— START OF Material for this exercise —

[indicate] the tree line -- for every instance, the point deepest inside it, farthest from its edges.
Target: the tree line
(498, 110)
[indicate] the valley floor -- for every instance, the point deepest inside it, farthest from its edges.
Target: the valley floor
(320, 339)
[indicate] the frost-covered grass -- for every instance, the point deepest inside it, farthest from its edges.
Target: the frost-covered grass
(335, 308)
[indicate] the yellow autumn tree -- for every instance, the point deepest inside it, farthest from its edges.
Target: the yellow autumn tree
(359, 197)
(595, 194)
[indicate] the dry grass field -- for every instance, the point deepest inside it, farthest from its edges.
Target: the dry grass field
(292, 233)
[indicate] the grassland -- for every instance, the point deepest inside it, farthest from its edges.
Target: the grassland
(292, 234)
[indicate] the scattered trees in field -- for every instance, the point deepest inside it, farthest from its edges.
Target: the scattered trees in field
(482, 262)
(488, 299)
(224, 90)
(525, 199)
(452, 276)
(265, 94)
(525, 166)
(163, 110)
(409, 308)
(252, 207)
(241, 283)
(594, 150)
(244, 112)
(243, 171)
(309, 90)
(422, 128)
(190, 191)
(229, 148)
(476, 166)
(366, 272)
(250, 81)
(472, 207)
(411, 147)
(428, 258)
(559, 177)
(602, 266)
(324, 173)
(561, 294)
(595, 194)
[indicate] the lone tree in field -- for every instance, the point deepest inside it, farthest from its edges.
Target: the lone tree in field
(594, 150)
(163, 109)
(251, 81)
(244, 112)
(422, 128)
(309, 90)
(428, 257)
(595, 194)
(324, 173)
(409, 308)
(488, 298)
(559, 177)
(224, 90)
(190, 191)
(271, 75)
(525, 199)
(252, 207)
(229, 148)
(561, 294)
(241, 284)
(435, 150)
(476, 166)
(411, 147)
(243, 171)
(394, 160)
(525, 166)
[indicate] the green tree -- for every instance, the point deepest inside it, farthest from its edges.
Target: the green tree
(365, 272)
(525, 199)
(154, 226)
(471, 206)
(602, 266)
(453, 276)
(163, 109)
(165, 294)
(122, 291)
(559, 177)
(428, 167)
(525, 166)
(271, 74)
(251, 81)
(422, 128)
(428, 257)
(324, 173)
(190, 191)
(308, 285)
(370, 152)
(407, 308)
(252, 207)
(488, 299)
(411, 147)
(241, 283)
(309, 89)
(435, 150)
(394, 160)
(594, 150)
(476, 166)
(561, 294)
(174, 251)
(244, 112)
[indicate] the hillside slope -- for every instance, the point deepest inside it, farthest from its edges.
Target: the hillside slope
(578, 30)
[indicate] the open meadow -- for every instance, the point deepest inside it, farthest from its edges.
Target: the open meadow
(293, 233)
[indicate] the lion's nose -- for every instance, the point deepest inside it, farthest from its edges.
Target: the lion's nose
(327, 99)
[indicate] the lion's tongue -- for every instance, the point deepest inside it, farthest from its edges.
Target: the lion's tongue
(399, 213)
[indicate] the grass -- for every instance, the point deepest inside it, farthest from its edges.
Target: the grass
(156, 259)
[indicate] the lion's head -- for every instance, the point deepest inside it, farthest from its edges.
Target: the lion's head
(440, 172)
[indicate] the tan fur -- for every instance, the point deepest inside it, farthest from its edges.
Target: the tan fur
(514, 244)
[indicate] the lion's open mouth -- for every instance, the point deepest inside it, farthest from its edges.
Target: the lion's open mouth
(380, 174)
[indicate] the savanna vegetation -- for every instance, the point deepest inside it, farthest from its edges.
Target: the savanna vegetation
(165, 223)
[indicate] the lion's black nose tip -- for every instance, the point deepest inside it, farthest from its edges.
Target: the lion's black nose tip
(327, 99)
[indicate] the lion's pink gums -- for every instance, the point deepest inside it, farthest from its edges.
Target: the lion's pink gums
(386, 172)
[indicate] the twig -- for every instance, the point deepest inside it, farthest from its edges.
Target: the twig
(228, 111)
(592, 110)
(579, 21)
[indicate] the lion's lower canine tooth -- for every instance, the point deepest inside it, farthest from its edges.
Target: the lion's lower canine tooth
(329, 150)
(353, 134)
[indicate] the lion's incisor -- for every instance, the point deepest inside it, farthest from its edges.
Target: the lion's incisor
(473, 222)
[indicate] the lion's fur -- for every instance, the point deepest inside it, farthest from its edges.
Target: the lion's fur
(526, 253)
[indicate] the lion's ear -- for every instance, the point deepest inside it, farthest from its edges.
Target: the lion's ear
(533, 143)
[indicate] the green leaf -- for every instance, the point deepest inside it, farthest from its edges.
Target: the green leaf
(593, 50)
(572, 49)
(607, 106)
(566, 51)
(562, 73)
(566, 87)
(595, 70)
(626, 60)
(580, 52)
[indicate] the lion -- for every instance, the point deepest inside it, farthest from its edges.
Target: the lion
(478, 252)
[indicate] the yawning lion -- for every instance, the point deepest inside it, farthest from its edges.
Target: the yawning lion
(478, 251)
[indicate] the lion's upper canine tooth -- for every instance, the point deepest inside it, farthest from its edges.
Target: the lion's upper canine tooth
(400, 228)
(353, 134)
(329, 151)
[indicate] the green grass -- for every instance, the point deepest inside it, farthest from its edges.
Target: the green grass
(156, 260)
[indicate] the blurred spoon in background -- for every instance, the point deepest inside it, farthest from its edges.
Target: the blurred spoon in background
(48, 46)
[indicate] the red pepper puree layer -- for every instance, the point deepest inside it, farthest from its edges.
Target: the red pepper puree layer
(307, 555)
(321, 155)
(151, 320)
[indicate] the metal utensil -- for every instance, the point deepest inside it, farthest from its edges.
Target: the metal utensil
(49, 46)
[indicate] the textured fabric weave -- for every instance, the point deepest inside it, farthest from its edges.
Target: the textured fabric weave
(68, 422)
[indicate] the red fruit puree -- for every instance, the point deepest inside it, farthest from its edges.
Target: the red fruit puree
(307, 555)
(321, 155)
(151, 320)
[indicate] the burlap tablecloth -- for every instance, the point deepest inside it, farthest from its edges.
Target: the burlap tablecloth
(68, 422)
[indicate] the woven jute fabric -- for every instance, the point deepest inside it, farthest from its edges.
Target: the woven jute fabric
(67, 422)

— END OF Material for this exercise —

[Your task]: Your answer should consist only of the lines from the one with "[indicate] the lion -- for" through the end of the data above, reproduced exactly.

[Solution to the problem]:
[indicate] the lion -- for every instance, the point deepest inside it, farthest from its edges.
Target: the lion
(478, 252)
[indicate] the yawning lion -- for every instance, the point deepest inside it, farthest from its edges.
Target: the yawning lion
(478, 251)
[indicate] the lion's upper canine tooth -- for every instance, the point deepest inside it, farthest from its edges.
Target: the lion's upper canine tooth
(400, 228)
(353, 134)
(329, 151)
[indicate] the green grass -- for every instance, the point deepest inside it, farthest from its edges.
Target: the green grass
(156, 260)
[indicate] the blurred spoon in background -- for every instance, the point deepest inside it, farthest from its edges.
Target: the blurred spoon in background
(48, 46)
[indicate] the red pepper puree layer -- for every instance, the point deepest inside it, farthest from its edges.
Target: the red pepper puree layer
(307, 555)
(321, 155)
(151, 320)
[indicate] the metal utensil -- for every instance, the point deepest inside it, farthest from its edges.
Target: the metal utensil
(49, 46)
[indicate] the textured fabric weave -- for every instance, the point deepest inside it, farthest from its edges.
Target: the textured fabric weave
(68, 422)
[indicate] the red fruit puree -- for every instance, the point deepest inside it, farthest from its edges.
Target: the red fruit puree
(307, 555)
(321, 155)
(151, 320)
[indicate] the burlap tablecloth -- for every instance, the point deepest inside it, farthest from its edges.
Target: the burlap tablecloth
(68, 422)
[indicate] the woven jute fabric -- for every instance, the point deepest inside it, farthest from its edges.
Target: the woven jute fabric
(67, 422)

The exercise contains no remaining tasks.